Data items:
+ + +

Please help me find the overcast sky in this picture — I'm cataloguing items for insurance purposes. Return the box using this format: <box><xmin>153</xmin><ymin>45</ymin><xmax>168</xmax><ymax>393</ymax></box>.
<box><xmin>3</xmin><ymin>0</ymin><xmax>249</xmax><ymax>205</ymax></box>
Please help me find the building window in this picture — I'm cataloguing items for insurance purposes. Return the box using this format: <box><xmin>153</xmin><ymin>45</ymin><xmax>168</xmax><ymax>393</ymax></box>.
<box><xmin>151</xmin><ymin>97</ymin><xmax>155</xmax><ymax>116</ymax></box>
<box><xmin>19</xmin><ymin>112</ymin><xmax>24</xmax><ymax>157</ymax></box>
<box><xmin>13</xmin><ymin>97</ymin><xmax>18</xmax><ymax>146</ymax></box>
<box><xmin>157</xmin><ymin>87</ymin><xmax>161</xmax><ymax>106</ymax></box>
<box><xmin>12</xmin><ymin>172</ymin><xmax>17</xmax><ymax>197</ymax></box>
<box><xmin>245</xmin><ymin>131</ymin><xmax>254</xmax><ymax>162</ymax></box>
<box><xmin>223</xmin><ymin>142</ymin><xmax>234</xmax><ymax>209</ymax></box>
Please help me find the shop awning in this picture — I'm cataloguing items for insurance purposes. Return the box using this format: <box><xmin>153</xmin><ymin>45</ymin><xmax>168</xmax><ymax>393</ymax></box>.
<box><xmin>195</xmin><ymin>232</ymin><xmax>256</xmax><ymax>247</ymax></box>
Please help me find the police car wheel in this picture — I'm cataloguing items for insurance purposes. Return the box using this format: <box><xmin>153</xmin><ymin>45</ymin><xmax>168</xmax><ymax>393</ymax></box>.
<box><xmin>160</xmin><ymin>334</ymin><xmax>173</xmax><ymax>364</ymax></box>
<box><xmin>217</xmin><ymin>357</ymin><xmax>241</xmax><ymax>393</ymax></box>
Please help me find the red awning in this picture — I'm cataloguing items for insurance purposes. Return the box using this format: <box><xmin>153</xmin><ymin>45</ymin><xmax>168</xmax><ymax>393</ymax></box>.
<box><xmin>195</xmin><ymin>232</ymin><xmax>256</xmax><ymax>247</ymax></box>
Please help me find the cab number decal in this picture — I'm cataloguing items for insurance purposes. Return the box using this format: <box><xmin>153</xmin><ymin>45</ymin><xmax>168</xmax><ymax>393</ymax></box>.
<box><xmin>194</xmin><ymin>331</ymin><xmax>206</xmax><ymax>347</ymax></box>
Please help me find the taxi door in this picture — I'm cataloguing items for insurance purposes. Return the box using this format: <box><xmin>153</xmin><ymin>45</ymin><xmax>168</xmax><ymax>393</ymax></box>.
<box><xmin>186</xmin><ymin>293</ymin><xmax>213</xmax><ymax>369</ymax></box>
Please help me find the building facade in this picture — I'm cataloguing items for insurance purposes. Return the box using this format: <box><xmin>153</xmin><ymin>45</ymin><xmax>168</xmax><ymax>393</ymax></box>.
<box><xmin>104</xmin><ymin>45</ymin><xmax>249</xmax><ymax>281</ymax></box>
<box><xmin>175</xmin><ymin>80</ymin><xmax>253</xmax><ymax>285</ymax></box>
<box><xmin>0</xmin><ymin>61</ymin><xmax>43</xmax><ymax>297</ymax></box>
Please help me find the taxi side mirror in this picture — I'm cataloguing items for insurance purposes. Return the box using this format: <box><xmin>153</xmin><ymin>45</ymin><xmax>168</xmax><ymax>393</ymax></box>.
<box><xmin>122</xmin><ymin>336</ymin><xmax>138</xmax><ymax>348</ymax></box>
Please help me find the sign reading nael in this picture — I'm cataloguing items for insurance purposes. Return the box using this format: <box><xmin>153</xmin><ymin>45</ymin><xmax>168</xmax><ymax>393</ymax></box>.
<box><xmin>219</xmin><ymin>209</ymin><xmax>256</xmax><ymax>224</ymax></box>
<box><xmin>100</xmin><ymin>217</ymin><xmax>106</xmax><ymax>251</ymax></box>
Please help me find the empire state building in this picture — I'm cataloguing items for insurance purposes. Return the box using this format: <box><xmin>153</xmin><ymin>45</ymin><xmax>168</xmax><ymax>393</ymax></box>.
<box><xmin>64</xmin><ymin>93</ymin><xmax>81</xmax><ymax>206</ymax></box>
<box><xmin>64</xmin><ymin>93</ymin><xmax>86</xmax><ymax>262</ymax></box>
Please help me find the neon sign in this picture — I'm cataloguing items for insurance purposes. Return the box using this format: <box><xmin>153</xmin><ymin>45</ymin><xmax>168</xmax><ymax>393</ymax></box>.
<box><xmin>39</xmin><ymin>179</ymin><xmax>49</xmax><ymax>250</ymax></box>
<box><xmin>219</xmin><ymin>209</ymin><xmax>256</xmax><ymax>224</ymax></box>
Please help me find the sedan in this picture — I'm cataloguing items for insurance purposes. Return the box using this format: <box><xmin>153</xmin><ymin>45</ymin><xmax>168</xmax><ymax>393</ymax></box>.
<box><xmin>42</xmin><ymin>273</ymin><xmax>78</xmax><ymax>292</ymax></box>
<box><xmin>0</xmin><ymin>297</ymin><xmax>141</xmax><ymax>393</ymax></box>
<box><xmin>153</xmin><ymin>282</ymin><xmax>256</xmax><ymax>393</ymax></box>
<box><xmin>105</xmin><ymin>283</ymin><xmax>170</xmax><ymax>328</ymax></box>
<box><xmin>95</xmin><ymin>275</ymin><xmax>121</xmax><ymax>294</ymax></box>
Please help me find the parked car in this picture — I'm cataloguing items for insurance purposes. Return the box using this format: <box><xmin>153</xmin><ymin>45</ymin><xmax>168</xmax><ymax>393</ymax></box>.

+ + +

- TO DO: Extract every line of the records above that contains the string "sign", treating uppercase and lowercase letters as distinct.

- RESPONSE TO THE EXERCISE:
Please help me find the sign reading nael in this picture — I'm cataloguing items for insurance purposes. Return the box using this format: <box><xmin>153</xmin><ymin>45</ymin><xmax>168</xmax><ymax>393</ymax></box>.
Please help me find the neon sign in this picture — I'm cataloguing items for insurance purposes. Return the box using this format: <box><xmin>153</xmin><ymin>45</ymin><xmax>168</xmax><ymax>393</ymax></box>.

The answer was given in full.